TASK:
For each record that follows, restate the text exactly and drop the pictures.

(DATA FOR REVIEW Opens)

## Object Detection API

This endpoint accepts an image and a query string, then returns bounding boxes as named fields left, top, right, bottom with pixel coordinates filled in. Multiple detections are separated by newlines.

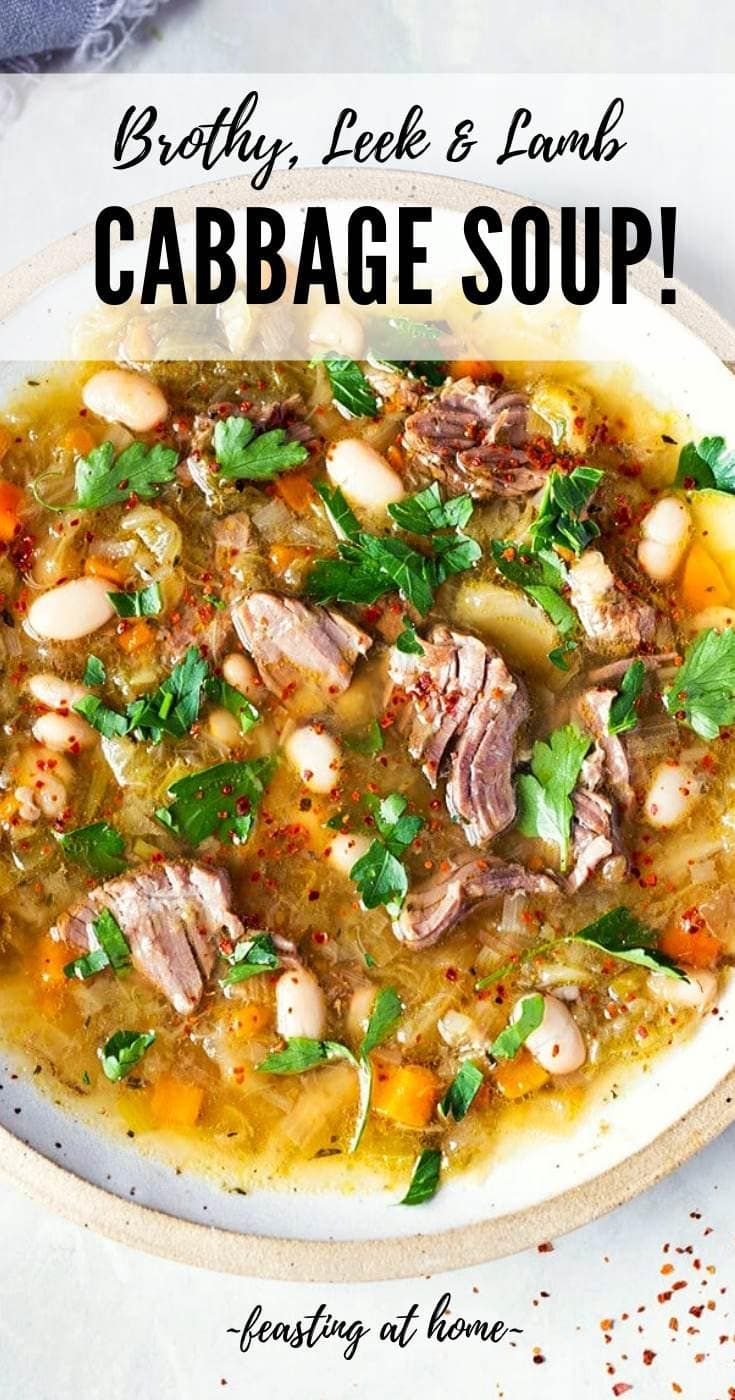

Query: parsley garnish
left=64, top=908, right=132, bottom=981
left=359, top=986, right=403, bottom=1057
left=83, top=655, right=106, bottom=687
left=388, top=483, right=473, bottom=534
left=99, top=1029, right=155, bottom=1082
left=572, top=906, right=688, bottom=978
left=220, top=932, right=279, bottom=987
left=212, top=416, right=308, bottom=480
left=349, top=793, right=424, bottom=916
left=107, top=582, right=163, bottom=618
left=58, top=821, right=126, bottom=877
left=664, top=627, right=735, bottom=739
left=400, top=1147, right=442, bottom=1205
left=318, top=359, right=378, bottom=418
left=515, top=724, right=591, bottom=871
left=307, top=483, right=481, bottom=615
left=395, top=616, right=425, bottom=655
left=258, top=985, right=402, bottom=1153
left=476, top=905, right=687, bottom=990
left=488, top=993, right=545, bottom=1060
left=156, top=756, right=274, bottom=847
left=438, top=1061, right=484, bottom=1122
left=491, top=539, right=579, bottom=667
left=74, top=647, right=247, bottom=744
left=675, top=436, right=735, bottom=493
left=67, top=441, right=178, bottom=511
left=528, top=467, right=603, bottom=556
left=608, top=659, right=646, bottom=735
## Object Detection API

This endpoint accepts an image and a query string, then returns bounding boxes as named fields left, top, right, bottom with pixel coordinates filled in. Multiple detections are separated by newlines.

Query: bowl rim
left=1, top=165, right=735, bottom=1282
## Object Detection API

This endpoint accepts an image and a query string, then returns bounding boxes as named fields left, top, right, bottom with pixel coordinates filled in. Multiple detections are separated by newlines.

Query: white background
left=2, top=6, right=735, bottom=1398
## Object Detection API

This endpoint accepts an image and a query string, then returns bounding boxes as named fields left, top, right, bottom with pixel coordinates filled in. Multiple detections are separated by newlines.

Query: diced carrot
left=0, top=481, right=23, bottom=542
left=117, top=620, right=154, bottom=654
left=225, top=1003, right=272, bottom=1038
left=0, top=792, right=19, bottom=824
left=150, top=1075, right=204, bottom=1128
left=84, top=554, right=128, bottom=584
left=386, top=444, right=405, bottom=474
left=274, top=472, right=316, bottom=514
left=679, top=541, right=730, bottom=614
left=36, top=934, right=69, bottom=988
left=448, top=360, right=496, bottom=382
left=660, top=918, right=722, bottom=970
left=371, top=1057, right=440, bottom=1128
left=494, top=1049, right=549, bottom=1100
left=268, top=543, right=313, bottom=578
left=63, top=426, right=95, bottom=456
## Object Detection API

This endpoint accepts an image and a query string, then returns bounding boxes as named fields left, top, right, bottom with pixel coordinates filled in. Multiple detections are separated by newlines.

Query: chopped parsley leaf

(DATA FOR REVIEW Closes)

RESPONSE TO THIS EXERCISE:
## Object Detection API

This endpoint accepts an image and a query string, then returns bounding boxes as named fields left, top, right, bottom with pixel coordinates filled in. Multiple detections are separated by newlines.


Query: parsley garnish
left=64, top=908, right=132, bottom=981
left=359, top=986, right=403, bottom=1057
left=83, top=655, right=106, bottom=687
left=388, top=483, right=473, bottom=534
left=99, top=1029, right=155, bottom=1082
left=572, top=906, right=688, bottom=978
left=220, top=932, right=279, bottom=987
left=212, top=416, right=308, bottom=480
left=349, top=793, right=424, bottom=916
left=107, top=582, right=163, bottom=618
left=58, top=821, right=126, bottom=877
left=664, top=627, right=735, bottom=739
left=400, top=1147, right=442, bottom=1205
left=318, top=359, right=378, bottom=418
left=515, top=724, right=591, bottom=871
left=307, top=483, right=481, bottom=615
left=395, top=616, right=425, bottom=655
left=258, top=985, right=402, bottom=1153
left=476, top=905, right=687, bottom=990
left=488, top=993, right=545, bottom=1060
left=156, top=756, right=274, bottom=847
left=438, top=1061, right=484, bottom=1122
left=491, top=539, right=579, bottom=667
left=74, top=647, right=247, bottom=744
left=675, top=436, right=735, bottom=493
left=67, top=441, right=178, bottom=511
left=528, top=467, right=603, bottom=556
left=608, top=659, right=646, bottom=735
## Object Detection API

This endpoint accepts an image and a query string, then returns bounding boxes as named fields left, top, right, bottom with pixel coordinates filled in. Multiple detections are separated by newlines.

Query: bowl rim
left=1, top=165, right=735, bottom=1282
## Object Detection API

This endpoint accepts an image and a query string, then returns bounding boxes as named fields left, top, right, bottom with pixel coordinates filled in. Multiple detections are separated by newlines.

Query: white background
left=2, top=6, right=735, bottom=1398
## Object Detection API

This endpoint accepts an image and a query string, then returns bounding boxes as named fields left, top, right, bottom with pixel coordinates filled in. Multiple detections are separated by newlines.

Query: diced carrot
left=0, top=481, right=23, bottom=542
left=117, top=620, right=154, bottom=654
left=225, top=1003, right=272, bottom=1038
left=0, top=792, right=19, bottom=824
left=150, top=1075, right=204, bottom=1128
left=84, top=554, right=128, bottom=584
left=386, top=444, right=405, bottom=474
left=274, top=472, right=316, bottom=514
left=679, top=541, right=730, bottom=614
left=36, top=934, right=69, bottom=988
left=448, top=360, right=496, bottom=382
left=660, top=918, right=722, bottom=970
left=371, top=1057, right=440, bottom=1128
left=494, top=1049, right=549, bottom=1100
left=268, top=543, right=313, bottom=578
left=63, top=426, right=95, bottom=456
## Object Detection API

This endpoint accepts an image and a query string, then returns bounding boxes as named fields left, top, right, bottom with pixel coordinates filled in. Multiple detections are separated by newlines.

Query: chopped parsley leaf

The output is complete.